▸ **Work required**: Print the listing below exactly.

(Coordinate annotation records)
**********

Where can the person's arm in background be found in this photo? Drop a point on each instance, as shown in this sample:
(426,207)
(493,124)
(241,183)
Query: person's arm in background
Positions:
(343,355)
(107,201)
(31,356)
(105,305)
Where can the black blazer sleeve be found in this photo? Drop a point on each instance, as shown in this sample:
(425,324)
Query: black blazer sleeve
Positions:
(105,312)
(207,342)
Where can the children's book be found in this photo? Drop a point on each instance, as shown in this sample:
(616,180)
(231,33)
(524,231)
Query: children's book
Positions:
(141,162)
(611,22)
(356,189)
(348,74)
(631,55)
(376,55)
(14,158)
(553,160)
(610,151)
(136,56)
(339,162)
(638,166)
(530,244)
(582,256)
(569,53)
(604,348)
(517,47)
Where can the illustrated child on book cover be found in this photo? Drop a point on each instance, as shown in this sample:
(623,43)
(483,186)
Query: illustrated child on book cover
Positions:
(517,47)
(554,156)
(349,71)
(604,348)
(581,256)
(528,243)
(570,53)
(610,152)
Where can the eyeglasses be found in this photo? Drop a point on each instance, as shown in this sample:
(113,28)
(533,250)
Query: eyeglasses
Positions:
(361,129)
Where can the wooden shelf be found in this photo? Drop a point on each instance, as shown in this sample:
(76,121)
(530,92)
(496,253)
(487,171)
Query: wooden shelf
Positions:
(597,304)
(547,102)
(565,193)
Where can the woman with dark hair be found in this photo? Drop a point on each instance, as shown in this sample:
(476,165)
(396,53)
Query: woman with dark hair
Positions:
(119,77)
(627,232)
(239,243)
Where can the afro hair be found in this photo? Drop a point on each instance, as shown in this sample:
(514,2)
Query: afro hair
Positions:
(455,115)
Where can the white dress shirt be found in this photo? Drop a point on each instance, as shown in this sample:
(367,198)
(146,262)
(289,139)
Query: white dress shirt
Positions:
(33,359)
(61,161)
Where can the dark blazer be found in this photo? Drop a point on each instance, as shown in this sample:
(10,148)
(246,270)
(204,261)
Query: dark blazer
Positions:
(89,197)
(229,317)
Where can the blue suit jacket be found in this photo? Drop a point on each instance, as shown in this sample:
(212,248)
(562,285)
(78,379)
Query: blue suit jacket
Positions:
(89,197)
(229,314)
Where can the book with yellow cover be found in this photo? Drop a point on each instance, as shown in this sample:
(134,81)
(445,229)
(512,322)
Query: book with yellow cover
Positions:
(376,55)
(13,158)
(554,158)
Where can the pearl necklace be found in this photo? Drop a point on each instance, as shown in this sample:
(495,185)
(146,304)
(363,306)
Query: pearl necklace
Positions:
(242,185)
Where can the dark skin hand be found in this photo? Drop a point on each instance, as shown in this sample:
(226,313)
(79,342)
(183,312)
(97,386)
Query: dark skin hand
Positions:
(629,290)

**********

▸ **Solution to the problem**:
Where can the person's arm in background be found in this photo? Drop a point on each instance, as shown in this sample:
(426,207)
(493,124)
(241,183)
Query: person's arm in background
Positions:
(343,355)
(107,201)
(31,356)
(105,305)
Where can the black blazer sleeve be found in this photo? Drop a point on each instance, as shown in this sample:
(425,324)
Query: black blazer sleeve
Positions:
(105,312)
(207,342)
Where can the children's book be found in this photo? Drop a point on each instance, as shown in this sample:
(616,180)
(231,33)
(524,231)
Query: children's book
Positions:
(141,162)
(611,22)
(356,189)
(348,74)
(631,55)
(376,55)
(14,158)
(553,160)
(610,151)
(136,56)
(339,162)
(638,166)
(530,244)
(582,256)
(569,53)
(604,348)
(517,47)
Where can the illustrated child on book cover be found in this photo? Drop a point on each instance, as shown in this sample:
(623,43)
(483,186)
Query: illustrated child on book cover
Positions:
(517,47)
(554,156)
(349,71)
(604,348)
(581,256)
(528,243)
(570,53)
(610,152)
Where can the eyeglasses be found in this photo? Drop a point on each instance, as shown in this sample:
(113,28)
(533,250)
Query: eyeglasses
Positions:
(361,129)
Where can the wooden shelf be found in this photo? Drop a point on each instance, as shown in this sample:
(76,121)
(530,92)
(496,253)
(487,171)
Query: wooden shelf
Positions:
(597,304)
(547,102)
(565,193)
Where can the woman with dark hair be found in this photo? Drop a point on each instance, as shown in this sample:
(476,165)
(396,53)
Query: woman with dark hair
Positions:
(119,77)
(627,232)
(239,243)
Where can the afro hair be found in this photo? Drop a point on each instance, as shown in this sample:
(514,2)
Query: afro hair
Positions:
(455,115)
Where can the white dress shirt be found in this photo? Drop a point on each instance, as shown in this sample:
(367,198)
(146,262)
(289,139)
Query: white dress shirt
Positions:
(33,359)
(61,161)
Where can the dark blazer be found in this photo? Drop a point on each instance, as shown in this sample:
(10,148)
(246,270)
(204,261)
Query: dark blazer
Positions:
(89,197)
(229,317)
Where can the blue suit jacket be found in this photo? Drop a point on each instance, as shown in this sample:
(212,248)
(562,285)
(78,379)
Query: blue suit jacket
Positions:
(89,197)
(229,314)
Where can the book with yellow cover be found in this photo? Drop a point on each instance, as shown in this sample:
(134,81)
(445,229)
(512,322)
Query: book with yellow cover
Positions:
(376,55)
(13,158)
(554,158)
Where can the pearl necklace be found in this photo? Drop a point on each instance, as shown in this sample:
(495,185)
(146,304)
(363,306)
Query: pearl necklace
Positions:
(242,185)
Where can the dark skin hand be found in this photo? Drop a point on each instance, as shown in this sample:
(226,313)
(79,342)
(183,312)
(97,386)
Query: dark skin hand
Positions:
(629,290)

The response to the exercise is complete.